## Task
Return the lines beginning at the one that contains "in white polo" and continuing to the end of the entries, including both ends, exactly as written and nothing else.

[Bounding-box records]
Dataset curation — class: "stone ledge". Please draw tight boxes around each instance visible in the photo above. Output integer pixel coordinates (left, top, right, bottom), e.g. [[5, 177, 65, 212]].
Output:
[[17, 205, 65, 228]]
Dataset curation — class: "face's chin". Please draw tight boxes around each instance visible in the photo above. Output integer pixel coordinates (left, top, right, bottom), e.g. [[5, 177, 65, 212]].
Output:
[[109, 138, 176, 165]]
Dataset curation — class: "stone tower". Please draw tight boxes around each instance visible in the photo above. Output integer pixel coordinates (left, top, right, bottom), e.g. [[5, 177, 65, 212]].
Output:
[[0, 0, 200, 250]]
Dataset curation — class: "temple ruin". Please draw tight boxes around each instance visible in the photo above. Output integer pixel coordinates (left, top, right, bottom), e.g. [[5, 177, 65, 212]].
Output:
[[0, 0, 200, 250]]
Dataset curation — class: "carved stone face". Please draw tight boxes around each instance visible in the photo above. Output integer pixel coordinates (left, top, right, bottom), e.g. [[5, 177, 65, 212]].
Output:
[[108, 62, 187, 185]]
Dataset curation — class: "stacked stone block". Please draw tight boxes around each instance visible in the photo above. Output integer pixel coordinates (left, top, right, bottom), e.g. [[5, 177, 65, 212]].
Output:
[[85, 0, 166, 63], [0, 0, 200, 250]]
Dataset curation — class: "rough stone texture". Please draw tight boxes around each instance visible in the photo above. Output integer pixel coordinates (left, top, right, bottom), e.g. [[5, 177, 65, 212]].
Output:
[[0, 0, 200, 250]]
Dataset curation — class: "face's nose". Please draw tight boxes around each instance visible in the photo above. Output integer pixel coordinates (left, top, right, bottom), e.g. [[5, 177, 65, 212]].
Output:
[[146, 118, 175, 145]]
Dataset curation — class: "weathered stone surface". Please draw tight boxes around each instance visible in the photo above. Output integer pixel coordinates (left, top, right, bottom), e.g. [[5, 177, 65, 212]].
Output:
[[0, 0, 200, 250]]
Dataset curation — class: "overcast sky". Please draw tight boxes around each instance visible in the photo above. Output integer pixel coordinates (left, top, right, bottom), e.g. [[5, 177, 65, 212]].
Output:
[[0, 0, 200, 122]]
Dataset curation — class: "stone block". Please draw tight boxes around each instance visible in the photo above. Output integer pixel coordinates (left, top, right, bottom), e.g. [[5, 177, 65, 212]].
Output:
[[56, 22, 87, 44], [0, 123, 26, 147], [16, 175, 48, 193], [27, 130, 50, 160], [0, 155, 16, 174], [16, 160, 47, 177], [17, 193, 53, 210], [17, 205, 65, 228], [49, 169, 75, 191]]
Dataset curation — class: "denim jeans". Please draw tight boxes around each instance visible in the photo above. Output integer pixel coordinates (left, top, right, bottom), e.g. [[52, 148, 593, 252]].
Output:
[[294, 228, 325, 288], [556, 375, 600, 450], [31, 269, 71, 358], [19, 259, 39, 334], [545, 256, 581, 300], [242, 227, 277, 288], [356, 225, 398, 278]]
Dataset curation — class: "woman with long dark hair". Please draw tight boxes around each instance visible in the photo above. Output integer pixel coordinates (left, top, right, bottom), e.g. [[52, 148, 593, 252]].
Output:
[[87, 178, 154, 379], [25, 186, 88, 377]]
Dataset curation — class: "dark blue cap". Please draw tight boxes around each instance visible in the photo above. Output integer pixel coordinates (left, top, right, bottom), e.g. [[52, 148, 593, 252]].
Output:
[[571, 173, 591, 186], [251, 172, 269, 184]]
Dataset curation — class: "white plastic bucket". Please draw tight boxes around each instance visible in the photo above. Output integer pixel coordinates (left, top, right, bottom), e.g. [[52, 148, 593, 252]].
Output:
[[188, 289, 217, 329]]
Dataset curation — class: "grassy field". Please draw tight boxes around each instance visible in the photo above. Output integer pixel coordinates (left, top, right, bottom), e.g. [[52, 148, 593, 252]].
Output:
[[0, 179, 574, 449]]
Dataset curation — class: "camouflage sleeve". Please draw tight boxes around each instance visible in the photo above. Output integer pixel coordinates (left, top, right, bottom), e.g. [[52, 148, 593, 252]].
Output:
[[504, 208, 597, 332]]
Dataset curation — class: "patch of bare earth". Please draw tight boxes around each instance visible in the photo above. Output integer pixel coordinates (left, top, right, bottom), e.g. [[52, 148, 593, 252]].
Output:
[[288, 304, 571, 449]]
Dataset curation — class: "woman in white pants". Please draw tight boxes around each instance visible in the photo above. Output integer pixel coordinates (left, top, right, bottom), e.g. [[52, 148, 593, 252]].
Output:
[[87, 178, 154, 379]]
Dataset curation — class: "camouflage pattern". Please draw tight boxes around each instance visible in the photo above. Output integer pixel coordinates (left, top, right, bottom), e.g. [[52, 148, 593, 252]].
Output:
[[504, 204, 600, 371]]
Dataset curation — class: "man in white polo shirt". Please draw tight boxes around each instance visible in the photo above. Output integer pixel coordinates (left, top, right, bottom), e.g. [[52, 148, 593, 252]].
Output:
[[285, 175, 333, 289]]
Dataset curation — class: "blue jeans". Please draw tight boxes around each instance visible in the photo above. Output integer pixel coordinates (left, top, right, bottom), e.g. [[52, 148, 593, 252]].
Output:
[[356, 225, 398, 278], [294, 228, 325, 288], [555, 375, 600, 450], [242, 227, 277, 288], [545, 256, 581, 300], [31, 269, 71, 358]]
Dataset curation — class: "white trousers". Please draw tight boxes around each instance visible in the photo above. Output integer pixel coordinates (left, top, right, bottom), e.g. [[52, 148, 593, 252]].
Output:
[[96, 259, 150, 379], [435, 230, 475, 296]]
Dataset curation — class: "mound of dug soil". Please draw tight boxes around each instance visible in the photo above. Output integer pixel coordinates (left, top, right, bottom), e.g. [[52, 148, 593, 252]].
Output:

## Response to the task
Dataset curation — class: "man in white polo shirt". Please draw tight boxes around each instance visible in the photo above. Output integer pixel coordinates (left, top, right, bottom), e.g. [[52, 148, 593, 252]].
Output:
[[285, 175, 333, 289]]
Dataset curation — class: "blue jeans". Please draw tight boxes around each instance visible in the photo above. Output integer pixel coordinates (left, top, right, bottom), e.g. [[52, 148, 593, 252]].
Output:
[[356, 225, 398, 278], [294, 228, 325, 288], [555, 375, 600, 450], [242, 227, 277, 288], [545, 256, 581, 300], [31, 269, 71, 358]]
Dataset curation — class: "white trousers". Please draw tight boxes around each instance visible in the photo above. Output integer pixel coordinates (left, top, right, bottom), e.g. [[52, 148, 593, 252]].
Output:
[[96, 259, 150, 379], [435, 230, 475, 296]]
Dataset curation — class: "mound of dug soil". Please draw tight boxes around each instance visible in the photo above. Output integer pixel coordinates (left, top, right, bottom), e.g. [[52, 148, 593, 252]].
Output:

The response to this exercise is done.